■ ACTIONS TO TAKE:
**1.** Can you set down everything from "It happened with" down to "saved their jobs." in the post about AI and coding jobs?
**2.** Can you rewrite the paragraph of the post about AI and coding jobs that begins "The individual programmer is already outpriced" as a short list that keeps its main facts?

SOURCE PASSAGE: Begin

It's true that ai isn't a replacement for good coders ..YET.
But it will be. You all can be as mad as you want, publish as many articles about how much ai sucks as you want. but it won't stop anything from happening.
I say this as someone who has just started to learn to code myself.
The reason you all are mad is because you suddenly feel unsafe and unappreciated. And you're right.
Ai is still gonna happen though. It will take away a lot of your jobs (especially starting with jr coders just getting into the market). It will lower your pay. You can yell about it, or you can adapt. Sucks, but it is what it is.
Think of it this way: what do you think the market is gonna be like in 5 years? Then 10? Brah, start preparing now. Right fucking now. Cuz it ain't gonna get easier for you. I promise.
It happened with blue-collar factory works in the midwest regions of the US because of automation and offshoring. People bitched and tried to stop it. Lots of snooty white-color workers yelled, "learn to code!" But none of that saved their jobs.
And you guys won't stop it happening with your jobs either. I don't like the idea of AI taking over everything either. But it will. Adapt or die.
I've just started to learn to code. I am enjoying it. But in no way, shape, or form am I thinking it's going to lead to a job for me.
EDIT: To copy what some else said, much better than me:
I think the biggest difference between this and blue-collars workers losing their jobs, though, is that the same people losing their jobs are also placed very to benefit from the technology. Blue collared workers losing manufacturing jobs couldn't, because they were priced out of obtaining that mafacturing hardware themselves, but programmers can use AI on an individual basis to augment their production. Not sure what the industry will look like in 10 years, but I feel like there will be plenty of opportunities for people who build digital things.
That being said, people who were looking to be junior developers exactly right now.... uhhh.... that's some extrememly unlucky timing. I wish you luck.
They could now, because big "AI" companies sell their product on a loss.
The individual programmer is already outpriced when it comes to training those kind of models themselves. Once the companies want to turn a profit, the just laid off worker is outpriced as well. If an LLM can really do as good as a human programmer, who costs 70-100k, nothing stops the LLM provider to charge 35-50k easily. Try to augment your productivity at that price point, especially without a job.

SOURCE PASSAGE: End
SOURCE DATA: Begin

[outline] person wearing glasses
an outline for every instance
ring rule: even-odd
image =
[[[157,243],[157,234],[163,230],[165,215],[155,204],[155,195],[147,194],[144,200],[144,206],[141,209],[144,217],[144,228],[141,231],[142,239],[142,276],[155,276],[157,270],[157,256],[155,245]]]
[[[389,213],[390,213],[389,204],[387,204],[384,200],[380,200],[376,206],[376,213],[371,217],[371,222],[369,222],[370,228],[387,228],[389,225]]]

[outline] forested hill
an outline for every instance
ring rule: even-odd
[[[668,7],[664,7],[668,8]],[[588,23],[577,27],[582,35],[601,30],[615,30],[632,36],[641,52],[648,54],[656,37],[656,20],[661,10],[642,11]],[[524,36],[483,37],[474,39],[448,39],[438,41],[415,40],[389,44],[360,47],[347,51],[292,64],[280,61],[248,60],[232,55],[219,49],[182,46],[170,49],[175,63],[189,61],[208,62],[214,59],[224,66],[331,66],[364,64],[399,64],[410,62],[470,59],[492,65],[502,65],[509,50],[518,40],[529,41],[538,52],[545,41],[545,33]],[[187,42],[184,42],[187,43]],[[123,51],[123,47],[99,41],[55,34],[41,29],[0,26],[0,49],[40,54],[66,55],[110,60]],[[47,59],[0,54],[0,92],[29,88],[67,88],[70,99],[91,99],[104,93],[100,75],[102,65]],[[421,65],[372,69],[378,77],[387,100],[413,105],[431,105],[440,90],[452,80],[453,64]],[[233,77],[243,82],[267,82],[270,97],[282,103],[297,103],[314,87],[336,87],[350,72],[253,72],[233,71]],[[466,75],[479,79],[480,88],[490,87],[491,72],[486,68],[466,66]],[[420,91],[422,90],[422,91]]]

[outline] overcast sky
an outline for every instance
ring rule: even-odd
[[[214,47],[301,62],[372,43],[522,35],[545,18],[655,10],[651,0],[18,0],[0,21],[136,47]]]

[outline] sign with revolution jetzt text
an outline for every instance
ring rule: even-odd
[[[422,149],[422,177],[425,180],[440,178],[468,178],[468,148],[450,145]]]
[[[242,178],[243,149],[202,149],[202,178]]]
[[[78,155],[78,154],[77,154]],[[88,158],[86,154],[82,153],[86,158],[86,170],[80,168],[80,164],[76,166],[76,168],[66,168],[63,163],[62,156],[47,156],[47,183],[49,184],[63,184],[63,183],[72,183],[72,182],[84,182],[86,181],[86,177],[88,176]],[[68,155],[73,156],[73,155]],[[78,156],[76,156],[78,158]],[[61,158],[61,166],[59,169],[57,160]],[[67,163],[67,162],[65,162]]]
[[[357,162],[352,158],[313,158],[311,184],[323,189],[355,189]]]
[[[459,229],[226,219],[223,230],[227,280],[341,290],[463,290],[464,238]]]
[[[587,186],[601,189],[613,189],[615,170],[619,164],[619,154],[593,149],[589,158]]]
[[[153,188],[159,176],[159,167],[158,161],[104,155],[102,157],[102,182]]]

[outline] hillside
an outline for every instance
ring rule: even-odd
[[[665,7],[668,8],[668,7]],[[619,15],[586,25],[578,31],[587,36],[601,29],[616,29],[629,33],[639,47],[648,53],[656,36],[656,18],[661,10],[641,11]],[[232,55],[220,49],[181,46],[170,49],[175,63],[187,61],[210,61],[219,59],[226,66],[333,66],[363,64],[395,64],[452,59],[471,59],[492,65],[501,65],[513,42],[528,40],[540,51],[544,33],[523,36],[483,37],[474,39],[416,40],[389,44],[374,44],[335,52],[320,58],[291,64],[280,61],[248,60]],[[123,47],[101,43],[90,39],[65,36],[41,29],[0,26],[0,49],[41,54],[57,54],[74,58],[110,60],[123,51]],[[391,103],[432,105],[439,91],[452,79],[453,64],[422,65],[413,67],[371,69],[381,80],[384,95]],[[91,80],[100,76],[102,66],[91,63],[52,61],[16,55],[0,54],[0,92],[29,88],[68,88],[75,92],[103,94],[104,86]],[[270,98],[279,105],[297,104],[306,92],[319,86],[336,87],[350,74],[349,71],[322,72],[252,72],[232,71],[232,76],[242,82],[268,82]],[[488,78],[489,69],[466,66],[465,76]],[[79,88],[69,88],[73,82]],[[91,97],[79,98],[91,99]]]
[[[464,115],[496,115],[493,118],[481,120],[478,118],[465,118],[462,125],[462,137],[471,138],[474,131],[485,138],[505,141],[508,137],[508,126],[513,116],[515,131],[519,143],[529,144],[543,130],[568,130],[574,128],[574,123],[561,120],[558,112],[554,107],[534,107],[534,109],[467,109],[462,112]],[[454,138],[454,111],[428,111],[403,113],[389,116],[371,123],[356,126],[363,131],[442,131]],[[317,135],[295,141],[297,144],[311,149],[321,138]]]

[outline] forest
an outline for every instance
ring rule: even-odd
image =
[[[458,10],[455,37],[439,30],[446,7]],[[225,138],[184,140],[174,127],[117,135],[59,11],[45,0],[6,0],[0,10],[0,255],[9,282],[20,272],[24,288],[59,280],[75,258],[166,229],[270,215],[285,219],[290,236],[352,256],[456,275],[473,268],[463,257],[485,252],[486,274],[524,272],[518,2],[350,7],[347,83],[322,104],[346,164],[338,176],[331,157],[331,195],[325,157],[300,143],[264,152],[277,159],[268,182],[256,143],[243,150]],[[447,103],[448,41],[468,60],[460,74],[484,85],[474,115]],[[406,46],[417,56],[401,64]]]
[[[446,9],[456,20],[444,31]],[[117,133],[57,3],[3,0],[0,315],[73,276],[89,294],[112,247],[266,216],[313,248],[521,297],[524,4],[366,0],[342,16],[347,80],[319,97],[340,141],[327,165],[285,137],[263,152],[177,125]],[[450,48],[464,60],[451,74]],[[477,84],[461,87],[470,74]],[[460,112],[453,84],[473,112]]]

SOURCE DATA: End

■ RESULTS IN ORDER:
**1.**
It happened with blue-collar factory works in the midwest regions of the US because of automation and offshoring. People bitched and tried to stop it. Lots of snooty white-color workers yelled, "learn to code!" But none of that saved their jobs.

**2.**
- Individual programmers already can't afford to train such models themselves.
- Once the companies want to turn a profit, newly laid-off workers will be priced out as well.
- If an LLM can really match a human programmer who costs 70-100k, the provider could easily charge 35-50k.
- Augmenting your productivity at that price would be hard, especially without a job.